With Robin Askwith’s red-arsed Confessions ruling cinemas nationwide for no readily explained reason, sleaze kingpin Stanley Long got onto the cinematic equivalent of a Banda duplicator to produce the short-lived Adventures series. Adventures Of A Taxi Driver, set Barry ‘Mind Your Language’ Evans up as the hapless hero, but keeping the coarser Long tone and trademarks – the film starts with a mockumentary montage of location footage as a voiceover pays sarcastic tribute to the Great London Cabbie, before we’re launched into the Adventures proper with a truly unpleasant “gag” involving a pet snake. Evans was replaced by Christopher Neil for the follow- ups …private Eye and …plumber’s Mate (which rather sneakily nicked its premise of the never-made fifth Confessions film). They’re all much of a muchness really, although two points stand out. They truly are the seediest-looking films you’ll ever see, mainly because they’re not trying for it – Evans’ bedsit is surely the grottiest ever seen in the cinema, but you can bet it was only chosen because it belonged to a cast or crew member. The other strange thing is the sheer unabashed tokenism of the cameos. Willie Rushton spends many a scene talking to other characters on a telephone in a box-room, having clearly been bussed in for the day, put in a couple of hours, collected his cheque, and gone home. …Plumber’s Mate featured Stephen ‘Blakey’ Lewis and Elaine Paige. Jon P’Twee, playing a bent copper who absconds to Rio (a location signified by having P’Twee in his pants on a sunlounger surrounded by rubber plants), provides a delightful punchline by having his penis shredded by a toppling electric fan. Best of all, Shaw Taylor’s cameo in …Private Eye consists of him merely walking up to the camera and giving the lens a quizzical mugging stare, thus allowing the audience to go “It’s Shaw Taylor!”

> Recorded data
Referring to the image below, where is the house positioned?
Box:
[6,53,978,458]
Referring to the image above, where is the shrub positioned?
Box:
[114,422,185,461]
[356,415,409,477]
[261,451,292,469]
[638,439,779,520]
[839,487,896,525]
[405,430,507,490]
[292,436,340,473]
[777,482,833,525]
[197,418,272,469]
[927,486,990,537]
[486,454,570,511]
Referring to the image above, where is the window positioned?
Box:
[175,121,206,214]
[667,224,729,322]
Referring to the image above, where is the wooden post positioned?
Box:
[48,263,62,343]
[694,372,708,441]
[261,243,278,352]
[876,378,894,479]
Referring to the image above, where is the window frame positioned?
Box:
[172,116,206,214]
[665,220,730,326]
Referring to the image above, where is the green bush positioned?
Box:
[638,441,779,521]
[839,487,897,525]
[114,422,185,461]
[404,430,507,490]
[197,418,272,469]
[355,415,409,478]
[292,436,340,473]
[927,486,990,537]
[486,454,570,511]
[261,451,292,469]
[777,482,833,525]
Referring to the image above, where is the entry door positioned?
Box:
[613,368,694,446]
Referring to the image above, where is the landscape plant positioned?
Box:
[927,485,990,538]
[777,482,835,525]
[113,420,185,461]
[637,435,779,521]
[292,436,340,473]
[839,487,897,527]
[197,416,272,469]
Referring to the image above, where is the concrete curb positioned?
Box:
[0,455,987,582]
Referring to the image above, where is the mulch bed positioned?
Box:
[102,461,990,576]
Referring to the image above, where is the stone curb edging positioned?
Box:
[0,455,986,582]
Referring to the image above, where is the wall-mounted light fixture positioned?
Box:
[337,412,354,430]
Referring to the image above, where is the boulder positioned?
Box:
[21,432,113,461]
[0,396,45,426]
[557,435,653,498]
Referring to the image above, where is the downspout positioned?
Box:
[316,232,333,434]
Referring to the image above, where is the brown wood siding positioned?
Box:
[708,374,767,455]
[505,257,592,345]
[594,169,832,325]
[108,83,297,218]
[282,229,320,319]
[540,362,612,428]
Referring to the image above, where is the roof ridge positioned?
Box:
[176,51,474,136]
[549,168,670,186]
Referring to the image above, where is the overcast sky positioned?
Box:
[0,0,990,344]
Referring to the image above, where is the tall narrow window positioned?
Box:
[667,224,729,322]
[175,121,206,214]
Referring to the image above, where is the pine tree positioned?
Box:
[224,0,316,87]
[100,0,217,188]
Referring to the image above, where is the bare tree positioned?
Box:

> Goals
1. According to the film review, who replaced Barry Evans in the follow-up films?
2. Arrange the part of the rows that opens with the line containing "Referring to the image above, where is the stone" and closes with the line containing "[557,435,653,498]" as a JSON list of strings, one string per line, leaving out blank lines.
The film review and the rows have nothing to do with each other.

> Results by task
1. Christopher Neil

2.
[
  "Referring to the image above, where is the stone curb edging positioned?",
  "Box:",
  "[0,455,986,582]",
  "Referring to the image above, where is the wall-mounted light fixture positioned?",
  "Box:",
  "[337,412,354,430]",
  "Referring to the image above, where is the boulder positioned?",
  "Box:",
  "[21,432,113,461]",
  "[0,396,45,426]",
  "[557,435,653,498]"
]